Text provided:
** begin **
Confessions are in order. Before the symposium, an organizer suggested that I show up with two ideas that might be considered by the rabbis. I argue that Jews should end the occupation and insist that they are pro-choice. Before you stop reading because you disagree with my titled phrases, please hear me out. My meanings for the titles are different from what you might believe.
For more than four decades in teaching about Israel and the Middle East, it has been my contention that Jews often are occupied by what others say or write about us. We have as individuals and as a collective often adopted a notion that we are guilty for success in creating a state and that we as a community are solely responsible for what happened to the Palestinians in 1948.
A former Israeli consul general in New York, Ido Aharoni, several years ago said this about the boycott, divestment and sanctions movement: “We engage our detractors based on their claims against us, rather than telling our story.” My football field analogy is that many times when discussions evolve about Israel or Zionism, we allow others to start the conversation on our 10-yard line rather than on their 10-yard line.
Arab leaders and Palestinian Arab leaders particularly, made some terribly dreadful choices about managing their relationships with Zionists and Israel all these years. They need to be held accountable for the consequences of those political decisions. They cannot be excused to tell only the story that they want heard while leaving out their culpabilities.
My comment to the rabbis was that if we know our own story, we do not need to get locked into an unending, defensive verbal war against our detractors, arguing every point slung at Jews or Israelis. It is perfectly valid to say that Zionism won. It succeeded in building a state.
** end **
Exercise instructions:
a. Please transcribe everything in the rows from the line containing "For every instance of the blurred" down to the last row, keeping both ends.
b. Write the next part of the commentary on Jews, Israel and Zionism, picking up after its final sentence.

Stored data:
** begin **
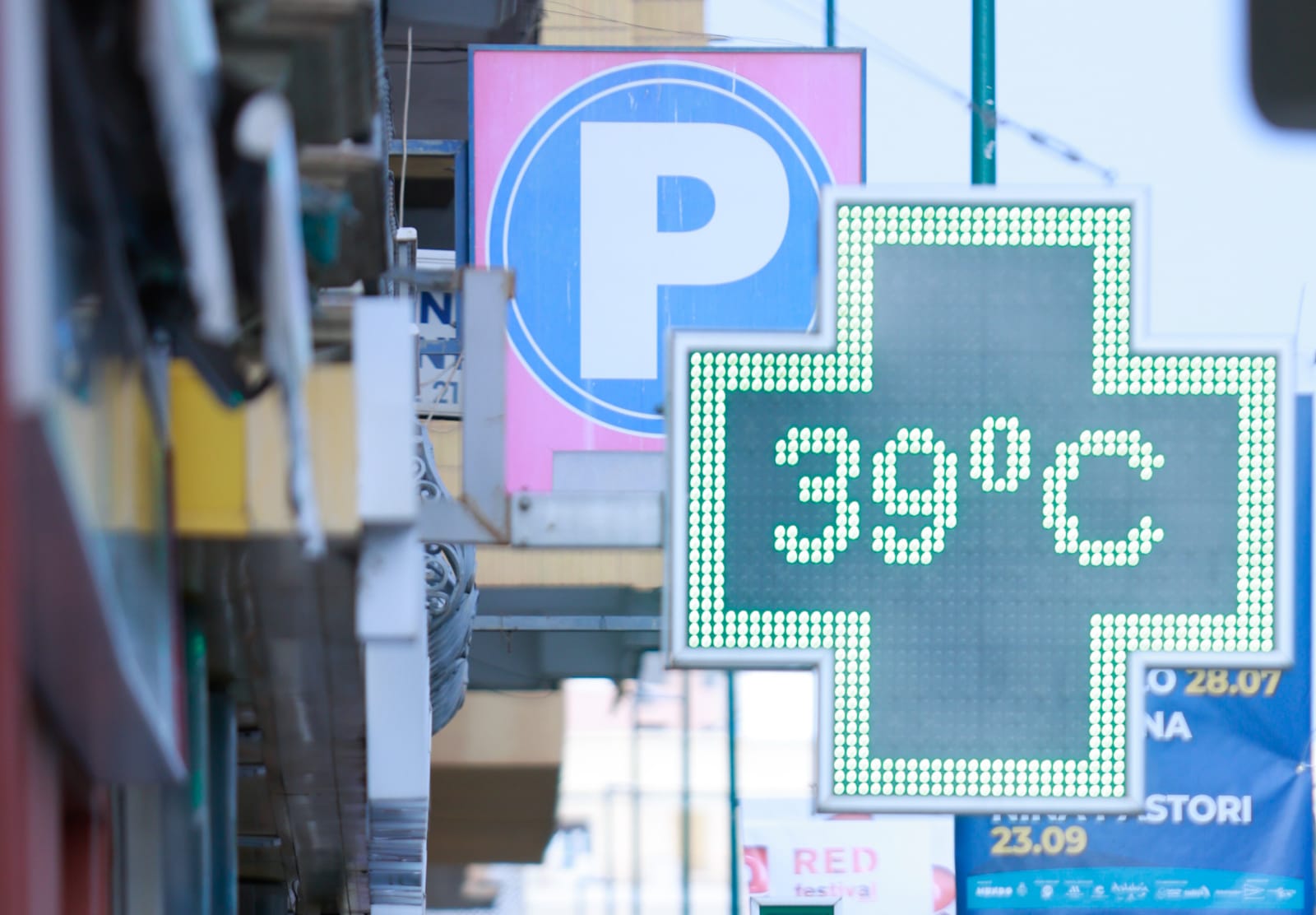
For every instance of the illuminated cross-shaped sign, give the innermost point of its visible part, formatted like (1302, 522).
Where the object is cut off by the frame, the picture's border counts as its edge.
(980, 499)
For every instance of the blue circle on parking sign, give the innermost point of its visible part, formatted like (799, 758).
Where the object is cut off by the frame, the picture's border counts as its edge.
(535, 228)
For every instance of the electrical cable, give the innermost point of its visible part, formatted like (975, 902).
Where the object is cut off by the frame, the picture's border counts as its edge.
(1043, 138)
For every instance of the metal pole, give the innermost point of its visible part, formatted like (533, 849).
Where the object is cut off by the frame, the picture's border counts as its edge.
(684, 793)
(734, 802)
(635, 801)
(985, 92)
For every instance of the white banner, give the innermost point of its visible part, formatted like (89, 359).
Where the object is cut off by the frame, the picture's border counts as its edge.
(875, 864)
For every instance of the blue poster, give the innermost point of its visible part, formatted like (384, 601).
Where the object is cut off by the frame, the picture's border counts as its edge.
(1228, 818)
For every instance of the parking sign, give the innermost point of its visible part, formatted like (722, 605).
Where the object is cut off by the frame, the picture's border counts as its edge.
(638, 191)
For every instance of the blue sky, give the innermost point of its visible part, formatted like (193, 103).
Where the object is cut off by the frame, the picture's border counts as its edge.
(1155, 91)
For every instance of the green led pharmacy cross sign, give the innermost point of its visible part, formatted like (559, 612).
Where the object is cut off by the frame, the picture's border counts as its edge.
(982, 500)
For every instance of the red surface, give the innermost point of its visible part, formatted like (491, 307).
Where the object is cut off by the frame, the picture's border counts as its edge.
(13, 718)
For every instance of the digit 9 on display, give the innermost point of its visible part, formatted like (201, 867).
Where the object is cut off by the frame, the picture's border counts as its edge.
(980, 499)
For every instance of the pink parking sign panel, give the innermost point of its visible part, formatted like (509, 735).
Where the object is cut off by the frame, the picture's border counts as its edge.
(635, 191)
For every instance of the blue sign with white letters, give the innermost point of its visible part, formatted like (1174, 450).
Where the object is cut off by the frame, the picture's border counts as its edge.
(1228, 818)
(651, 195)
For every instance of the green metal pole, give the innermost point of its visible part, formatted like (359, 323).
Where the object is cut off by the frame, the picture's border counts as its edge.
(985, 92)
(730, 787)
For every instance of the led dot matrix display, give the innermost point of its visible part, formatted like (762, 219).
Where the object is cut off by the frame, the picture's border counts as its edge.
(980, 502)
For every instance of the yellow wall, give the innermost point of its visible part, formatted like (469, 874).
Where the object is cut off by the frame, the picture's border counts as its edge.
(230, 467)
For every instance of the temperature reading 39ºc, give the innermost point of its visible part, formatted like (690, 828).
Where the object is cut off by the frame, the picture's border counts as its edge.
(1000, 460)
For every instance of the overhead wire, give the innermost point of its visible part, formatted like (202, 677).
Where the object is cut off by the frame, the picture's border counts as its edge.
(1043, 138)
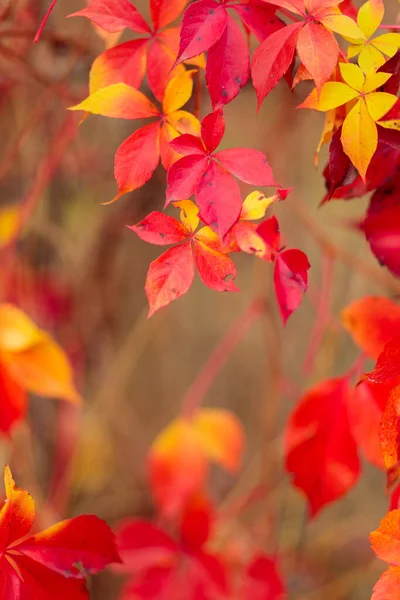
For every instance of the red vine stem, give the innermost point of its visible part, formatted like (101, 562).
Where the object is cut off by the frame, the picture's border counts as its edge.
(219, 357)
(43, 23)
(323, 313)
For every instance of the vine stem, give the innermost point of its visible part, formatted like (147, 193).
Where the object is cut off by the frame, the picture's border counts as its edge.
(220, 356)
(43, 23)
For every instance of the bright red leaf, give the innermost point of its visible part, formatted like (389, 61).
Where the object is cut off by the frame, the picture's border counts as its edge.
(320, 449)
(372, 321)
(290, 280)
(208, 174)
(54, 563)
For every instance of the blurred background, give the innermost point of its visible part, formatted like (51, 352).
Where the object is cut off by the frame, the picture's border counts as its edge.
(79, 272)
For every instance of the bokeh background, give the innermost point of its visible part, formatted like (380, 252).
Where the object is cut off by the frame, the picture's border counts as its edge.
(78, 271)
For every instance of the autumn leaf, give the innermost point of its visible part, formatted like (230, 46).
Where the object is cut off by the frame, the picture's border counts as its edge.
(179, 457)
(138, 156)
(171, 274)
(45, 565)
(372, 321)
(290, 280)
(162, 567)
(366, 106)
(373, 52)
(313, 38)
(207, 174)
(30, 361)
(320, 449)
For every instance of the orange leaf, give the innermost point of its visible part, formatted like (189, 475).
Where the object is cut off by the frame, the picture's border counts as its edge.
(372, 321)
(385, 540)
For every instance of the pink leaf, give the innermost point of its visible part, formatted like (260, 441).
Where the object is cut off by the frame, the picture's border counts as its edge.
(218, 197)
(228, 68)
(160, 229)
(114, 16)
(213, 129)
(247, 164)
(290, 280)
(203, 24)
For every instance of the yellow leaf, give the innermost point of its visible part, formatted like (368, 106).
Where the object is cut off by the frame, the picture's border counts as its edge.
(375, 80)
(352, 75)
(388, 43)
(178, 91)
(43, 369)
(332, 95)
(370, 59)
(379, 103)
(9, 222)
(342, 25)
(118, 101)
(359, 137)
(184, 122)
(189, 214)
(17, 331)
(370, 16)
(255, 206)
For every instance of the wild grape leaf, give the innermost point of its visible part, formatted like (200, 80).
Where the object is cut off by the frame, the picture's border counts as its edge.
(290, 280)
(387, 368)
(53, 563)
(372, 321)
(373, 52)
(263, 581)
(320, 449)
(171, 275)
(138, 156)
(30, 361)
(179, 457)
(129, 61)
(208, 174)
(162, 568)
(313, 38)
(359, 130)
** end **
The results:
a.
For every instance of the blurred background, give the innermost point of its visible part, formatted like (51, 352).
Where the object is cut off by the frame, the picture's border counts as its edge.
(79, 272)
For every instance of the bokeh background, give the innermost point of its visible part, formatted like (380, 252).
Where the object is cut off by the frame, the picture's border counts as its edge.
(78, 271)
For every instance of the autumn leaf, give the innermost point of its visible part, formatted like (230, 46).
Where the object is cut off by the frame, the picture's border counts as its edge.
(179, 457)
(138, 156)
(171, 274)
(45, 565)
(372, 321)
(290, 280)
(162, 567)
(366, 106)
(373, 52)
(313, 38)
(207, 174)
(30, 361)
(320, 449)
For every instance of the orange leaf, give the innermost point of its visible part, formatted like (189, 475).
Where the object is cut off by the frame, the picture's border counts as its edge.
(372, 321)
(385, 540)
For every instance of the pink leaf, give the innermost point of its visible part, formatted like (260, 441).
Where the object is cut off by the frame, the picture's border counts as its edge.
(218, 197)
(228, 68)
(160, 229)
(114, 16)
(213, 129)
(247, 164)
(290, 280)
(203, 24)
For every instance of the yellow leaf, give the innermost point of its visible part, formatted like (368, 106).
Where the object is cut off by the frame, the picture's border counts as its edge.
(375, 80)
(352, 75)
(388, 43)
(178, 91)
(43, 369)
(332, 95)
(370, 59)
(379, 103)
(9, 222)
(342, 25)
(118, 101)
(359, 137)
(184, 122)
(189, 214)
(17, 331)
(370, 16)
(255, 206)
For every instance of the wild grape leaf, give the innermost point of its visible part, formatted like (200, 80).
Where the object is cut off by the frame, the picture's border counts as its edge.
(290, 280)
(387, 368)
(53, 563)
(372, 321)
(373, 52)
(263, 581)
(320, 449)
(171, 275)
(138, 156)
(30, 361)
(179, 457)
(129, 61)
(208, 174)
(162, 568)
(313, 38)
(359, 130)

b.
Did Zionists or Israelis make mistakes along the way and since? Of course they did. Like any person or country, wrong choices were made. We should not feel guilty or apologetic for earlier generations that did it the old-fashioned way through perseverance, sacrifice, commitment and even guile.
The only way to feel positive about who we are and what we have accomplished vis-a-vis Zionism is to know how we did it. BDS should not be boycott, divestment and sanctions; it should be belong, digest and spread.
Why are Jews pro-choice? We chose to believe in one G-d, and we chose to sustain our families and our traditions when confronted by duress. We chose to convert challenges into opportunities. We chose to take destiny into our own hands.
My parents chose to leave Germany to overcome the creeping crud of anti-Semitism before it overwhelmed them. Penniless, they chose to build a new life in America, to raise their kids Jewish, to sustain their identity. My father wrote in my mahzor a phrase I am sure he did not invent: “Know where you came from, so you know where you are, so you know where you are going.”
We need to teach our story diligently to our children. We need to belong proudly to it because it belongs to us. If we don’t, we let others hijack our story and become accustomed to hearing or swallowing someone else’s view of who we are or what we accomplished. Not knowing our own story in itself generates distancing from our identity.